→ Set exercise
Copy out every line of the material below, leaving out the pictures, and multiply each x and y coordinate in the answers by 0.9, rounding to the nearest whole number with halves rounded up.

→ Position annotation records
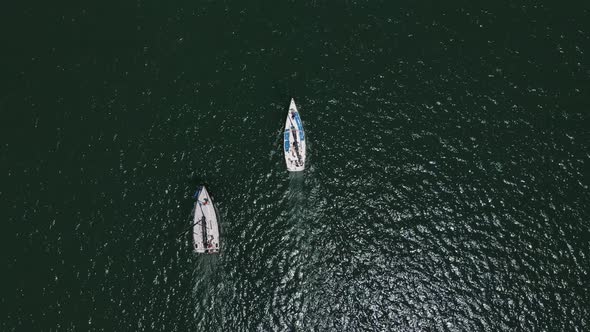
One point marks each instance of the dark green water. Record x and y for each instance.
(445, 187)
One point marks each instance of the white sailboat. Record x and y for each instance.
(294, 140)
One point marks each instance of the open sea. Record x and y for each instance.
(444, 190)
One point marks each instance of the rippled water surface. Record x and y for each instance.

→ Written answer
One point marks each instance of the dark green water. Record x and y for each instance.
(401, 168)
One point marks each instance of the white sailboat. Record x and y for each instance.
(265, 126)
One point marks each instance of the open sea. Record x and y for each instance.
(400, 171)
One point marks each instance of the rippled water surface. Record x and y for each instance.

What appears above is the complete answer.